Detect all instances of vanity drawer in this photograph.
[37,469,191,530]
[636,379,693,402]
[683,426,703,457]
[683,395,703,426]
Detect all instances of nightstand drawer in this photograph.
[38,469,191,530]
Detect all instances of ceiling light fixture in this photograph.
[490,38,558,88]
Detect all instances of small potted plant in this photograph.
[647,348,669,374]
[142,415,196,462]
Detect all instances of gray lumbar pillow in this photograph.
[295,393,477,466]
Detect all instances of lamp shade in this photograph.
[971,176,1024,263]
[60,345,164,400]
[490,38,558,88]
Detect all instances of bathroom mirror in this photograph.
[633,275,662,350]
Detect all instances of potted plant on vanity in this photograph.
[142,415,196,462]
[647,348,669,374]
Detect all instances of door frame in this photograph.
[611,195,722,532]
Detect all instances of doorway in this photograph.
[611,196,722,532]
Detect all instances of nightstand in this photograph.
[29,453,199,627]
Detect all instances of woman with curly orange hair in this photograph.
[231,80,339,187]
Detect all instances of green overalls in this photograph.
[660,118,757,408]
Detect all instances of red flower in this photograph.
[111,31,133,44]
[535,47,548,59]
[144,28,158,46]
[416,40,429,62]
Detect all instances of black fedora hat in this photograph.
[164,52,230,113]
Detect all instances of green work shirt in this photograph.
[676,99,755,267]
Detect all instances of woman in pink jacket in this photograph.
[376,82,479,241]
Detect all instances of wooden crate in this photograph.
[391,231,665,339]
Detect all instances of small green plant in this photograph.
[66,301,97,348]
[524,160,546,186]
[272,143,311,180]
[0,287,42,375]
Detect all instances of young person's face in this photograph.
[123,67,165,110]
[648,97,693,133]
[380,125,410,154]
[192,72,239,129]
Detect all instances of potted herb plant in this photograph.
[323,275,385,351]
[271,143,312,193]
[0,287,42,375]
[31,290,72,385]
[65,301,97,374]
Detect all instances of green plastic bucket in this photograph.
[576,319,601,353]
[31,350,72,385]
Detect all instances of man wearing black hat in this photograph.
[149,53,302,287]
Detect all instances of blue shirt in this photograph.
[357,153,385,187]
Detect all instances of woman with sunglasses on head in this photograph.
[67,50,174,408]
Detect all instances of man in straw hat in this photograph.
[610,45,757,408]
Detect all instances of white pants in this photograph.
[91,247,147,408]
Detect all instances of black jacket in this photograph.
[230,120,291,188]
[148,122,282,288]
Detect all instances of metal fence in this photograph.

* **Goal**: Retype every one of the entries above word for word, keeping each line as it stands.

* **Written reply**:
Detect all instances of vanity drawer in this photograph.
[37,469,191,530]
[636,379,693,402]
[683,426,703,457]
[683,395,703,426]
Detect all instances of nightstand drawer in this photograph.
[38,469,191,530]
Detect all instances of ceiling light fixture in this photograph.
[490,38,558,88]
Detect all instances of small potted plant in this photograph.
[647,348,669,374]
[142,415,196,462]
Detect all instances of gray lumbar pillow in this photograph.
[295,393,477,466]
Detect all instances of lamp shade in this photograph.
[971,176,1024,263]
[60,345,164,400]
[490,38,558,88]
Detect all instances of bathroom mirror in this photograph.
[633,275,662,350]
Detect all instances of potted plant on vanity in this photograph.
[142,415,196,462]
[647,348,669,374]
Detect all instances of door frame in this photograph.
[611,195,722,532]
Detect all instances of doorway in this photograph.
[611,196,722,532]
Detect all instances of nightstand in this photograph.
[29,453,199,627]
Detect all instances of woman with curly orange hair in this photograph.
[231,80,339,187]
Detect all instances of green overalls in this photograph.
[660,118,757,408]
Detect all instances of red flower in this photograph.
[111,31,133,44]
[535,47,548,59]
[144,28,158,46]
[416,40,429,62]
Detect all instances of black fedora hat in this photograph.
[164,52,230,113]
Detect all instances of green work shirt in this photograph.
[676,99,755,267]
Detect all instances of woman in pink jacket in this photograph.
[376,82,479,241]
Detect all instances of wooden crate in this photograph.
[391,231,665,339]
Detect all instances of small green plant in this photograph.
[66,301,97,348]
[524,160,546,186]
[272,143,311,180]
[0,287,42,375]
Detect all instances of young person's face in this photograph.
[123,67,165,110]
[648,97,693,133]
[380,125,410,154]
[192,72,239,129]
Detect all instances of potted herb plant in this photograph.
[323,275,385,351]
[271,143,312,193]
[0,287,42,375]
[31,290,72,385]
[65,301,97,374]
Detect all instances of green plastic bucket in this photograph.
[576,319,601,353]
[31,350,72,385]
Detect all instances of man wearing black hat in this photograph.
[149,53,302,287]
Detect all instances of blue shirt in this photograph.
[357,153,385,187]
Detect all instances of woman with sunglasses on head in this photograph.
[67,50,174,408]
Detect all instances of man in straw hat in this photograph.
[610,45,757,408]
Detect all instances of white pants in this photograph.
[91,247,147,408]
Detect all instances of black jacket in this photograph.
[230,120,291,188]
[148,122,282,288]
Detect all instances of metal fence in this photograph.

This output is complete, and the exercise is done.